→ **INPUT**:
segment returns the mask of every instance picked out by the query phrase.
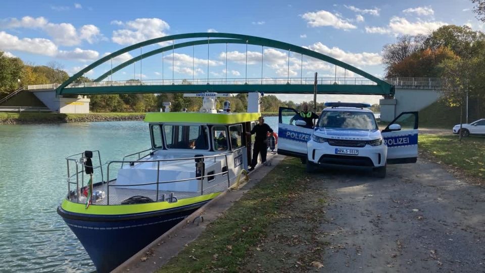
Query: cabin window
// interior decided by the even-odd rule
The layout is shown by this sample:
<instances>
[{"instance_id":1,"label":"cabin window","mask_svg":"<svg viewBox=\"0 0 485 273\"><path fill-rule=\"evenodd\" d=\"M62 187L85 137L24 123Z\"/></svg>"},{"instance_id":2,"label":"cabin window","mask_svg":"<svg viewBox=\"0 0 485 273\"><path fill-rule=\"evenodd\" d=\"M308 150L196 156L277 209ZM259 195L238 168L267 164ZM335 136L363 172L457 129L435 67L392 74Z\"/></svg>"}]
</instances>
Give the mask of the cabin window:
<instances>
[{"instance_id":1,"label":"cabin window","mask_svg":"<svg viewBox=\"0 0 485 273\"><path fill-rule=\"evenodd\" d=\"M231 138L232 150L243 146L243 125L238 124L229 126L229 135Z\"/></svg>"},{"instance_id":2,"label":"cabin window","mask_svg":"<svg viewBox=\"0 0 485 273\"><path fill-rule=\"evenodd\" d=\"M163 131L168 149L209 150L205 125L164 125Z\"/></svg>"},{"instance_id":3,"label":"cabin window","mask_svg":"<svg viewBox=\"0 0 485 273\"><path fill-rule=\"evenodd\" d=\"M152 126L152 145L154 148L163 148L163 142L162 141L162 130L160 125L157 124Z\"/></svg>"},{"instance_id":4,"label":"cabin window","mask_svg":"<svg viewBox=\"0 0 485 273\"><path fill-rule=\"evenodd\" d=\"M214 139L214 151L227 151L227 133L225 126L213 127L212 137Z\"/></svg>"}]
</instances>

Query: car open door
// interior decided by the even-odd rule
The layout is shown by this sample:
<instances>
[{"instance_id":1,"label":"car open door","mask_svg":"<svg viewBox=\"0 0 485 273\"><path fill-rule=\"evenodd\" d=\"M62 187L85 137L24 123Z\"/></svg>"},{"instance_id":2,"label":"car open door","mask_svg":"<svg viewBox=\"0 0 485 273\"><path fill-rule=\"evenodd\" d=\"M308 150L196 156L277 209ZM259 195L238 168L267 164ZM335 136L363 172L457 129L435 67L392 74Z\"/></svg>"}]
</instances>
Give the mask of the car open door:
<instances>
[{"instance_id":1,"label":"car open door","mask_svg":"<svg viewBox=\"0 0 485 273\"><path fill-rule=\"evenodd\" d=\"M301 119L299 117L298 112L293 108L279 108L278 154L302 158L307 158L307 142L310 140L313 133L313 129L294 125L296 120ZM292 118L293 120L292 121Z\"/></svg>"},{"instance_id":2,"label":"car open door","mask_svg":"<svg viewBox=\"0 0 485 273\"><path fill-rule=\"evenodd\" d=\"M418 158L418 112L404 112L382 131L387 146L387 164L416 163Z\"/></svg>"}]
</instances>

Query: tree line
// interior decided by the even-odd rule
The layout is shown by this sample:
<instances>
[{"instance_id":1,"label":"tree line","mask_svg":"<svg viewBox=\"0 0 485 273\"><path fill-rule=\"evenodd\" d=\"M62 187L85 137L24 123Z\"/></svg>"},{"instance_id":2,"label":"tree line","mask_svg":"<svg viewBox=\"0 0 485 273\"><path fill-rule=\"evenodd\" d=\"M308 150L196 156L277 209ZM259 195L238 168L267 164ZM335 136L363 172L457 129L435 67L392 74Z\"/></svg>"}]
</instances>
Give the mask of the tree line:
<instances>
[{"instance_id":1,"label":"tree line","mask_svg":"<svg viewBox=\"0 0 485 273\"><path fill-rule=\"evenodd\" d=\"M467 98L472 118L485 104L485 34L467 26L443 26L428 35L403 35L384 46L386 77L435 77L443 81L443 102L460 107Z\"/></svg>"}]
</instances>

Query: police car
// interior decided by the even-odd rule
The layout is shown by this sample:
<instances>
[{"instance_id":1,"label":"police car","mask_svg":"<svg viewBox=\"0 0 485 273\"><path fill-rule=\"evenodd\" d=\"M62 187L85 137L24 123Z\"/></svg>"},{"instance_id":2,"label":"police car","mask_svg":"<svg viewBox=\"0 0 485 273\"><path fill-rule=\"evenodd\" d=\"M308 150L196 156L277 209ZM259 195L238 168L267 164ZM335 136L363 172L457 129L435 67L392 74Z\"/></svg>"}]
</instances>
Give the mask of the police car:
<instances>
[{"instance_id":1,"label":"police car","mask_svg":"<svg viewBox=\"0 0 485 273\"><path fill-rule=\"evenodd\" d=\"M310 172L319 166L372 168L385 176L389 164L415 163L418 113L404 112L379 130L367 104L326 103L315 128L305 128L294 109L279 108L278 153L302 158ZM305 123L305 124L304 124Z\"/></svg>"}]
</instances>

→ **WHAT THE TASK ASKS**: How many lines in the entries above contain the word "Give", with case counting? Reply with the number only.

→ **SOLUTION FOR THIS TASK**: 4